SHORT PROBLEM ->
Select every line of the records below that contains the string "shoreline", and copy each of those lines.

(Coordinate annotation entries)
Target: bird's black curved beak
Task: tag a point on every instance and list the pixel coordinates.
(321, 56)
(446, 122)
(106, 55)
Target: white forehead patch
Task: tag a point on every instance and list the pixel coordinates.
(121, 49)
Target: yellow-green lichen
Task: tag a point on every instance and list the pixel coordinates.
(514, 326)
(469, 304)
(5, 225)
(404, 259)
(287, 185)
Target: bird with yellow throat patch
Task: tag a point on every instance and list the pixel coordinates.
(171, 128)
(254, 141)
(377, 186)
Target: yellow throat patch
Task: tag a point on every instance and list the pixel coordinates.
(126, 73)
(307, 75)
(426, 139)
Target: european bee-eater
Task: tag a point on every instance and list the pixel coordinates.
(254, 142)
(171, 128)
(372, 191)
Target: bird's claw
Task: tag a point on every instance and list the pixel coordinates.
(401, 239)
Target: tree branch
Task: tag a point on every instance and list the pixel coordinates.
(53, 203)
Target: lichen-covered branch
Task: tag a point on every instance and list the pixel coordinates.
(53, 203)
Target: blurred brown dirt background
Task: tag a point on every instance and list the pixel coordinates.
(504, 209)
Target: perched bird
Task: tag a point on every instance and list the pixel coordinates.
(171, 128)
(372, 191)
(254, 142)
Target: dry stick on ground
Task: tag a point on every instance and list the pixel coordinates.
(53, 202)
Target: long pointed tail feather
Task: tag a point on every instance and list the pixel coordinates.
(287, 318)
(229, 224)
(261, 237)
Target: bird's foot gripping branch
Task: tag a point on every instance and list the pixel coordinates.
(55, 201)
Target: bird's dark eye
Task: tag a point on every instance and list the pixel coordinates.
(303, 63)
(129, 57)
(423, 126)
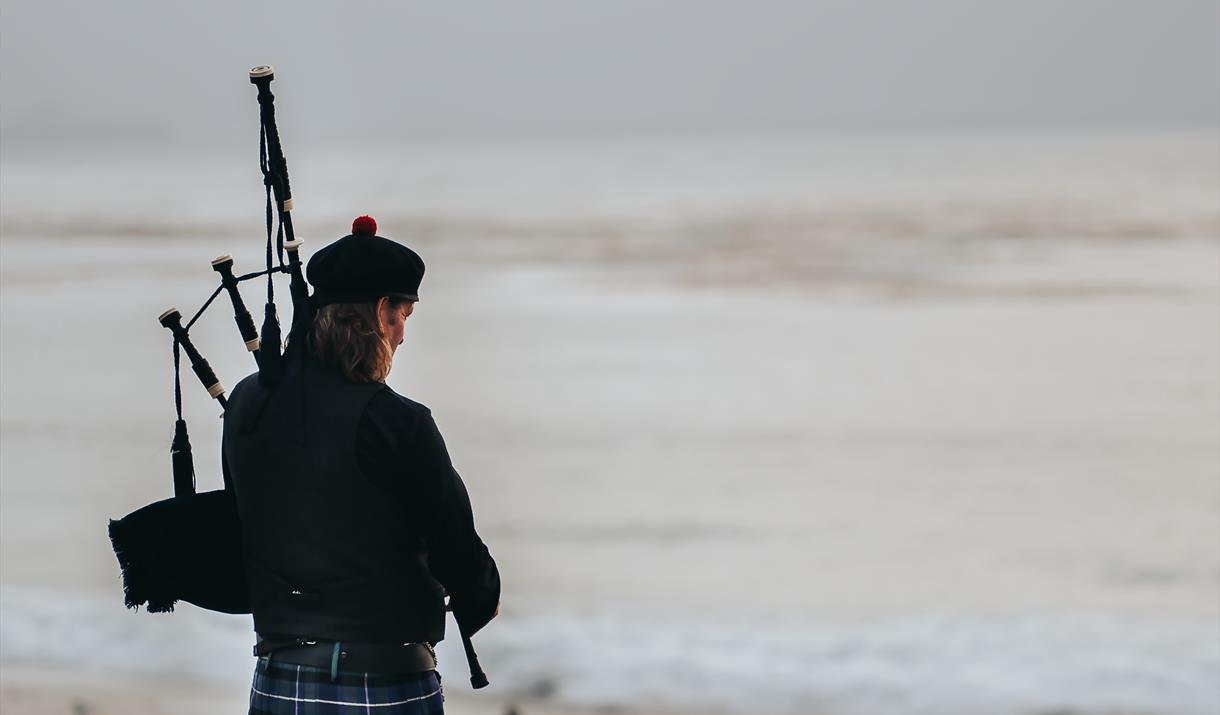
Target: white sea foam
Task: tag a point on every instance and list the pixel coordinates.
(904, 666)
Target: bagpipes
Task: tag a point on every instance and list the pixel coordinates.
(189, 547)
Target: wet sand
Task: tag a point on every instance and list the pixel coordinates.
(33, 691)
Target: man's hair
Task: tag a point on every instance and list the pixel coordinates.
(347, 336)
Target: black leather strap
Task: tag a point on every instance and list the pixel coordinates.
(359, 657)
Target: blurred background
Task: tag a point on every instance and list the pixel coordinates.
(828, 359)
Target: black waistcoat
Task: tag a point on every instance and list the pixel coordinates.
(327, 553)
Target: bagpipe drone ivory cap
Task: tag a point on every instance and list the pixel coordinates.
(364, 266)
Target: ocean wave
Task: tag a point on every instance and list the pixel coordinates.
(924, 665)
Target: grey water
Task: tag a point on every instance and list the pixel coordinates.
(805, 423)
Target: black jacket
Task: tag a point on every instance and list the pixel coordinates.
(354, 522)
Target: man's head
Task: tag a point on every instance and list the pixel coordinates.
(365, 287)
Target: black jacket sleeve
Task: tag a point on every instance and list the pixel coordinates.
(400, 445)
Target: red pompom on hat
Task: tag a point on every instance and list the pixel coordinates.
(364, 226)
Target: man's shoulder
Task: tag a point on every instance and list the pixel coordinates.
(393, 405)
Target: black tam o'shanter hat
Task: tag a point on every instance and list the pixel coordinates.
(364, 266)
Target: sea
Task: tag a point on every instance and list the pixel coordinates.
(826, 423)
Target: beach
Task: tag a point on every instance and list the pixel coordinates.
(807, 425)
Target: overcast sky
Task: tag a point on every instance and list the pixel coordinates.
(162, 71)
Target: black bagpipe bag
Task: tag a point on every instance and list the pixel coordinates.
(183, 548)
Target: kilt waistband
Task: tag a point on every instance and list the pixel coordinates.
(337, 655)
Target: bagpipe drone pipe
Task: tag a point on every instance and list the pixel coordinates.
(189, 547)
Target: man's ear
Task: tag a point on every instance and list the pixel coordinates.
(383, 308)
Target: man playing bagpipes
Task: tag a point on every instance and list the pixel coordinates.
(343, 525)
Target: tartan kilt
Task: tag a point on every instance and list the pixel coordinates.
(283, 688)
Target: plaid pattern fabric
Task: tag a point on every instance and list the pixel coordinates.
(283, 688)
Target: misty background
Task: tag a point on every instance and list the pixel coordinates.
(799, 358)
(154, 73)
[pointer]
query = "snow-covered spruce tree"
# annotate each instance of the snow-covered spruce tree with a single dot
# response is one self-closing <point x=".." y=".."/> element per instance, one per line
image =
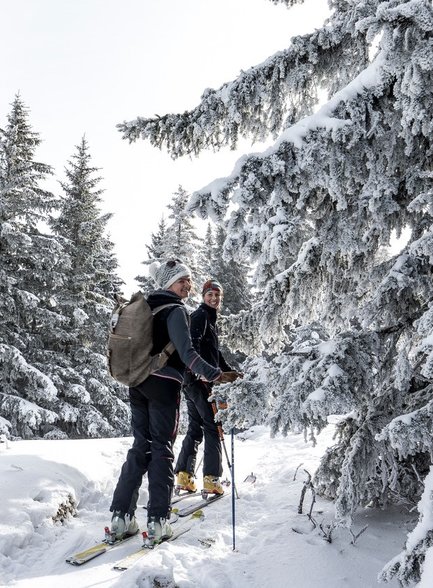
<point x="182" y="240"/>
<point x="30" y="262"/>
<point x="314" y="212"/>
<point x="233" y="276"/>
<point x="92" y="403"/>
<point x="155" y="252"/>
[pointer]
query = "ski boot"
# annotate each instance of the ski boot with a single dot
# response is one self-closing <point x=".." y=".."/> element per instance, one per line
<point x="158" y="530"/>
<point x="122" y="525"/>
<point x="184" y="481"/>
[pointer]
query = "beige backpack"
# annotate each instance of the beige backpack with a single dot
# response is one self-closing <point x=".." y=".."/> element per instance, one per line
<point x="130" y="341"/>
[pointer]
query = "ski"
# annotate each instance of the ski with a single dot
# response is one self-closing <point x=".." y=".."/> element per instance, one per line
<point x="78" y="559"/>
<point x="144" y="550"/>
<point x="182" y="496"/>
<point x="190" y="509"/>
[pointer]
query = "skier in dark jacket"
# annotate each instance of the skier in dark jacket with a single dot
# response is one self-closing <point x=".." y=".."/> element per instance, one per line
<point x="201" y="412"/>
<point x="155" y="409"/>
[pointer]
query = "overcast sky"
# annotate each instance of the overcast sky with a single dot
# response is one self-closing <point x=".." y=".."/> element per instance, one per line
<point x="82" y="66"/>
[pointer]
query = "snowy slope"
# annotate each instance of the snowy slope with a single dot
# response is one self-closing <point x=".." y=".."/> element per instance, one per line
<point x="275" y="546"/>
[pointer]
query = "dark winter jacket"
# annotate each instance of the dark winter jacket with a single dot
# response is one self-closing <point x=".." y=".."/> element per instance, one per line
<point x="172" y="324"/>
<point x="204" y="335"/>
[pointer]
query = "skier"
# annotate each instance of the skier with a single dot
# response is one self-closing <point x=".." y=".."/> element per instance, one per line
<point x="155" y="409"/>
<point x="201" y="412"/>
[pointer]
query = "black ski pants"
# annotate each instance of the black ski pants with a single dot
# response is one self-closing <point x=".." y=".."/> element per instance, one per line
<point x="201" y="423"/>
<point x="155" y="417"/>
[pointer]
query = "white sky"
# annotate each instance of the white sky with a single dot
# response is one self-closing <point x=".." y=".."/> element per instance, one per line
<point x="82" y="66"/>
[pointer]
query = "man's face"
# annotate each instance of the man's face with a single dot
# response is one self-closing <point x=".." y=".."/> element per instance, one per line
<point x="181" y="287"/>
<point x="213" y="298"/>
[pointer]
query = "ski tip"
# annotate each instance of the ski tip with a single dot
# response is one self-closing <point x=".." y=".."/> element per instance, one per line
<point x="198" y="514"/>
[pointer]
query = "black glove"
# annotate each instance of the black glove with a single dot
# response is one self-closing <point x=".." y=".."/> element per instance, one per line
<point x="226" y="377"/>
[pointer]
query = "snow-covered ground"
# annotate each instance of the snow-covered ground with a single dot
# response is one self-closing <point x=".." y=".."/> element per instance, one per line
<point x="275" y="546"/>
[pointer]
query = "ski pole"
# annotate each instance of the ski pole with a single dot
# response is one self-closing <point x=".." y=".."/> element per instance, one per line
<point x="233" y="490"/>
<point x="221" y="435"/>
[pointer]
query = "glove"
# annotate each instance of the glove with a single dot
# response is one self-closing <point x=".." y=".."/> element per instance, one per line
<point x="226" y="377"/>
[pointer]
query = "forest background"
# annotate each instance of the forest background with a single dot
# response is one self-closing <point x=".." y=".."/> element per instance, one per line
<point x="338" y="324"/>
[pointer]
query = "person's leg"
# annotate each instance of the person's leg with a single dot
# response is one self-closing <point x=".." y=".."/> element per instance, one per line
<point x="194" y="436"/>
<point x="138" y="457"/>
<point x="163" y="397"/>
<point x="212" y="459"/>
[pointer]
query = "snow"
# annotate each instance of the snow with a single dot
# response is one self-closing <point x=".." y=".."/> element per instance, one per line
<point x="275" y="546"/>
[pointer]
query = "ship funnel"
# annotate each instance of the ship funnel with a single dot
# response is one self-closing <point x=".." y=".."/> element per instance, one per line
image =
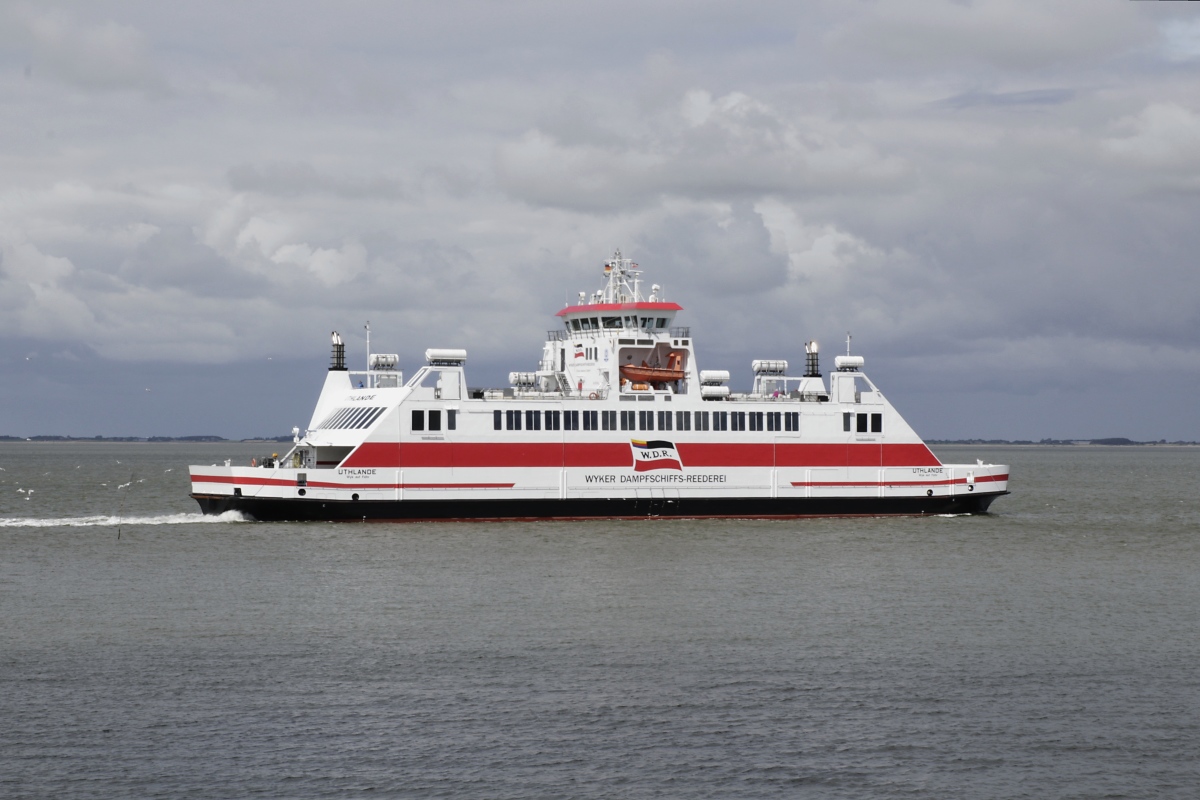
<point x="337" y="362"/>
<point x="811" y="368"/>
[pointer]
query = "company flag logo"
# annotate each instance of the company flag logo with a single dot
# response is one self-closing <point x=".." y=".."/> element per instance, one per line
<point x="659" y="453"/>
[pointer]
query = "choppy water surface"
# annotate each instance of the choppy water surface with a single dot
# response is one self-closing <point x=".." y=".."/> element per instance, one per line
<point x="1047" y="650"/>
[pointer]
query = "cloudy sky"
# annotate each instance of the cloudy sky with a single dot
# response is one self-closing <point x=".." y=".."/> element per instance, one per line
<point x="996" y="198"/>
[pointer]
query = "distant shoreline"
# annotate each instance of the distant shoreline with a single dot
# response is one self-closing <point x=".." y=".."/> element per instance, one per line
<point x="1066" y="443"/>
<point x="1051" y="443"/>
<point x="148" y="439"/>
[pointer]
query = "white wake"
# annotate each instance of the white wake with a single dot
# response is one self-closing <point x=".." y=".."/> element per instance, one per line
<point x="111" y="521"/>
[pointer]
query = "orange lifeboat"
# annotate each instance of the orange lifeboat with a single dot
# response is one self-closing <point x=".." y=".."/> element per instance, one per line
<point x="648" y="374"/>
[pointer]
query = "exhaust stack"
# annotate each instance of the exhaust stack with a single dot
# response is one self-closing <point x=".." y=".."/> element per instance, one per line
<point x="339" y="358"/>
<point x="811" y="368"/>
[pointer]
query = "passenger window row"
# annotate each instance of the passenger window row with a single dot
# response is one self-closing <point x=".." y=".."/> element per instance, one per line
<point x="433" y="421"/>
<point x="649" y="420"/>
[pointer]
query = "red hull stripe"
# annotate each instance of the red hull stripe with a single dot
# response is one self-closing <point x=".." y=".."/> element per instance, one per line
<point x="597" y="455"/>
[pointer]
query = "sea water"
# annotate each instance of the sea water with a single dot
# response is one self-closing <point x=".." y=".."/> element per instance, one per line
<point x="1048" y="649"/>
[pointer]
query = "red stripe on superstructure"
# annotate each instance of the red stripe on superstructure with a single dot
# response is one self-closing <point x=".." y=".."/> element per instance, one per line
<point x="659" y="463"/>
<point x="601" y="453"/>
<point x="331" y="485"/>
<point x="622" y="306"/>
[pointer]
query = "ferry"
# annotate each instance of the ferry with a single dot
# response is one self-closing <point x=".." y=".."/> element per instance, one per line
<point x="617" y="421"/>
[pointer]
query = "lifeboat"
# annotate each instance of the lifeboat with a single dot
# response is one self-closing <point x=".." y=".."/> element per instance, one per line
<point x="648" y="374"/>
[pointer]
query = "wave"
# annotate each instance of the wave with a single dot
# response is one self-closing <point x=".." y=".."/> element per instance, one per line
<point x="112" y="521"/>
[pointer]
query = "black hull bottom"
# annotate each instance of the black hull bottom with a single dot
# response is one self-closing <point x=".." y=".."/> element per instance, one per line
<point x="299" y="510"/>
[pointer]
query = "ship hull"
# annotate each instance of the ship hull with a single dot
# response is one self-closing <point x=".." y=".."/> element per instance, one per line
<point x="325" y="510"/>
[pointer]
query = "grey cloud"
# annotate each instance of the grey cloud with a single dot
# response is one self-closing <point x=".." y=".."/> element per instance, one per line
<point x="993" y="196"/>
<point x="295" y="179"/>
<point x="1009" y="98"/>
<point x="93" y="55"/>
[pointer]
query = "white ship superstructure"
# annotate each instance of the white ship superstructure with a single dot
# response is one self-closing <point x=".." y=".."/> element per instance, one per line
<point x="616" y="421"/>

WRITTEN ANSWER ->
query = "distant shoreline"
# annotate each instance of the distant shoreline with a single dot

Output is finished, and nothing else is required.